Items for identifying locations

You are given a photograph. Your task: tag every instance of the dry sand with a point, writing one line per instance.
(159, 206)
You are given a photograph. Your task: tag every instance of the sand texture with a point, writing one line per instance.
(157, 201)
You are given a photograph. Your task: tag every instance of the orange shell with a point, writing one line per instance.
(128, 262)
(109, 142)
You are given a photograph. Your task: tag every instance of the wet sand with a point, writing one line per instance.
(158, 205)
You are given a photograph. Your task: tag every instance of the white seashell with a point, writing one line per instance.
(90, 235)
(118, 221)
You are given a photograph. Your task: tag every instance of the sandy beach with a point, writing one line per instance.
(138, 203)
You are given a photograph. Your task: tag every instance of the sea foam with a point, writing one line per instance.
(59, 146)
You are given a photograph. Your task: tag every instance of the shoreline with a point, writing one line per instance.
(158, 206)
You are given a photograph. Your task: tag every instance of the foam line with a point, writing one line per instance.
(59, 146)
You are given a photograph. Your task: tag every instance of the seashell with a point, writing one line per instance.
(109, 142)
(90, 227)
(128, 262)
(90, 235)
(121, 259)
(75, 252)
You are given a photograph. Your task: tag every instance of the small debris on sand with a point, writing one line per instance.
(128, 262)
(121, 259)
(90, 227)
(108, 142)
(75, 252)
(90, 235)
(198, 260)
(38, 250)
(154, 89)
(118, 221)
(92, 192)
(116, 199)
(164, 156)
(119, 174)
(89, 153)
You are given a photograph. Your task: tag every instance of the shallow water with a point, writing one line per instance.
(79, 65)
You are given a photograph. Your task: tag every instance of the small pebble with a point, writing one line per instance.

■ What is expected
Please repeat each of the lines above word for word, keeping their order and changing nothing.

■ The answer
You are given a photograph. Your task: tag every instance of the dry sand with a point, writing one line per instance.
(159, 206)
You are given a photograph. Your task: tag every instance of the sand texture with a point, writing one line per instance.
(157, 201)
You are given a photograph. Your task: tag every instance of the orange shell with a point, writing one line per instance.
(128, 262)
(109, 142)
You are given a photograph. Your task: tag every instance of the wet sand with a point, writing one line per instance.
(158, 205)
You are given a photograph. Your task: tag every instance of the white seashell with a point, writing one line per instance.
(90, 235)
(118, 221)
You are given a photograph. Your task: tag every instance of the sandy beach with a point, writing one line per instance.
(138, 203)
You are given a photograph. Your task: tag every instance of the sea foam with a point, writing one line per instance.
(59, 146)
You are given a photograph. Your task: tag every instance of the shoreline with a point, writing one line per instance.
(158, 206)
You are given a photograph. Your task: tag every instance of the foam line with a point, writing one line per instance.
(59, 146)
You are given a photograph. Your task: tag every instance of the seashell with a point, writing one line per instance.
(109, 142)
(90, 227)
(128, 262)
(90, 235)
(121, 259)
(75, 252)
You are given a photograph. Your task: tag every instance of the small debris on sand with a point, writing one line per instance.
(128, 262)
(121, 259)
(90, 227)
(108, 142)
(75, 252)
(90, 235)
(198, 260)
(38, 250)
(154, 89)
(118, 221)
(92, 192)
(116, 199)
(164, 156)
(119, 174)
(89, 153)
You are given a photograph. Your task: tag every instance of the shallow water with a point, writing one line per instance.
(79, 65)
You are given a photograph. Your task: tag every instance of the small pebble with a point, writing one line per instance.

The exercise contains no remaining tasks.